• **Task to carry out**:
Summarize the text on the Delhi groundwater ban in city parks in exactly three sentences.

• **Text for analysis**:
*** Begin section ***

The Aam Aadmi Party (AAP) government on Friday banned the use of fresh groundwater in city parks, asking land-owning and civic agencies to buy treated waste water for horticulture purposes.
The move will help tide over Delhi’s perennial water crisis and also monetise reclaimed water. The government will now ask the Union government’s Central Ground Water Board to issue a notification to this effect.
The capital has 8,000-odd parks maintained by various public authorities such as the public works department and the municipal corporations. About 80 MGD (million gallons per day) of water, sufficient for one-tenth of Delhi, is used for horticulture purposes.
The draft of Delhi’s first water policy also says the Capital must increase its recycled wastewater use to 25% by 2017, 50% by 2022 and at least 80% by 2027.
This is to meet its non-drinking requirements and reduce fresh water use. There is miniscule use of cleaned up waste water now.
“They will now have to purchase treated waste water at Rs 7 per kilo litre. This means revenue of Rs 100 crore per year to the Delhi Jal Board. Agencies buying this reclaimed water will have to develop the required infrastructure and DJB tankers will make the supply,” said a source. 
DJB chairman and Delhi’s deputy CM Manish Sisodia took the decision during a meeting with various land-owning and municipal agencies.
Manoj Misra of Yamuna Jiye Abhiyan welcomed the move but cautioned that for its success the government must separate sewage, industrial waste and storm run-off. “Otherwise, how else would you treat and use the toxic cocktail that flows in common drains,” he said.

*** End section ***

• **Records**:
*** Begin section ***

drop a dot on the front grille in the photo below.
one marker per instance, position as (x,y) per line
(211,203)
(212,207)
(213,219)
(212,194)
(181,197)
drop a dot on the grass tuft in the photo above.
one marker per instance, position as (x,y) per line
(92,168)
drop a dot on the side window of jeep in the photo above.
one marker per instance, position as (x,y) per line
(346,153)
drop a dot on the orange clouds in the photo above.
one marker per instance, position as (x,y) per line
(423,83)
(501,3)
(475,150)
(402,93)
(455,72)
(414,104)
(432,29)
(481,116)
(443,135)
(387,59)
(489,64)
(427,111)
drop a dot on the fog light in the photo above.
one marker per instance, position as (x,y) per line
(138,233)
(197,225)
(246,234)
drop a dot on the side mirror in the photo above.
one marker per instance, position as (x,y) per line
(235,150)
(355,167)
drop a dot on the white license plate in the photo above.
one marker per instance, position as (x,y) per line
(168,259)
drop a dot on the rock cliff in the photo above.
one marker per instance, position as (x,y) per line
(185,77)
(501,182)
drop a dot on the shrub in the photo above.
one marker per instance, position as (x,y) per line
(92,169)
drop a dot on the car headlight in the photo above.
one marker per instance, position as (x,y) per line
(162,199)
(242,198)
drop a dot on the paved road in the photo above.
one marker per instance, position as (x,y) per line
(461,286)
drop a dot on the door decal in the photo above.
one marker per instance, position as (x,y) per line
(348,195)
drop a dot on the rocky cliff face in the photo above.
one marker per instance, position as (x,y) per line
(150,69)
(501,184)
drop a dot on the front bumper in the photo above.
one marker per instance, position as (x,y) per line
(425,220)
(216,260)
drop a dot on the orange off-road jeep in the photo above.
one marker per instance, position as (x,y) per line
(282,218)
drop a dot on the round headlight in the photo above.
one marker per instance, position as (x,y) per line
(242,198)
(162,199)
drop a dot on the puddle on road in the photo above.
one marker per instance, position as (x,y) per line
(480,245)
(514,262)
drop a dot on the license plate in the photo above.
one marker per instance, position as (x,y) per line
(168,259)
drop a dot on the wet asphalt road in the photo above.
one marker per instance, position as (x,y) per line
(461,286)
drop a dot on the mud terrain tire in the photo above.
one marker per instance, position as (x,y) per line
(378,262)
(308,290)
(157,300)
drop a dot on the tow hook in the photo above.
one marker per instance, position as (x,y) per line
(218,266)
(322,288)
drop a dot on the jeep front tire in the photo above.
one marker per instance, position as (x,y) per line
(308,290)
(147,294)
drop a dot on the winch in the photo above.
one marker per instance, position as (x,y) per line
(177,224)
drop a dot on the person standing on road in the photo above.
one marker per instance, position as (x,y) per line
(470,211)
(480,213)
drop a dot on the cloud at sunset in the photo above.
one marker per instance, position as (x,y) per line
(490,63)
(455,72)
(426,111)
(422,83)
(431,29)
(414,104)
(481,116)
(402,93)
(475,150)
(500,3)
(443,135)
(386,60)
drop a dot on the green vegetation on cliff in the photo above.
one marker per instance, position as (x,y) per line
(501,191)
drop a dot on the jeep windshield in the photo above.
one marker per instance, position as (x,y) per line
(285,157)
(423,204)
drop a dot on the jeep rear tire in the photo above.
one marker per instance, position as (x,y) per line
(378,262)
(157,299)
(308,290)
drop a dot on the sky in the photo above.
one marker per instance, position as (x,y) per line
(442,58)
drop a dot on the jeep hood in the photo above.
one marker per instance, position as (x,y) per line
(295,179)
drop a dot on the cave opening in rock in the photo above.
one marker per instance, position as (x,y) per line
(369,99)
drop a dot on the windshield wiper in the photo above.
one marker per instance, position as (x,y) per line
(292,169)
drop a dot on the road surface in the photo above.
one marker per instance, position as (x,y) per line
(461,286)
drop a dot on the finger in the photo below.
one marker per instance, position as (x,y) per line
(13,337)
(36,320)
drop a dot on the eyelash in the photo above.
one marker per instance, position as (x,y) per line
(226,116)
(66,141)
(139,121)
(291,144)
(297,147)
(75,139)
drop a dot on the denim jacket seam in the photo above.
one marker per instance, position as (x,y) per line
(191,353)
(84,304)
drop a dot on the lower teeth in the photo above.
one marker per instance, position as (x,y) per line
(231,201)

*** End section ***

• **Solution to the problem**:
On Friday the Aam Aadmi Party government banned the use of fresh groundwater in city parks and asked land-owning and civic agencies to buy treated waste water for horticulture, a move intended to help ease Delhi's perennial water crisis and monetize reclaimed water. According to a source, these agencies will pay Rs 7 per kilo litre, yielding Rs 100 crore a year to the Delhi Jal Board, and the decision was taken by DJB chairman and deputy chief minister Manish Sisodia at a meeting with those agencies. Manoj Misra of Yamuna Jiye Abhiyan welcomed the move but cautioned that the government must separate sewage, industrial waste and storm run-off for it to succeed.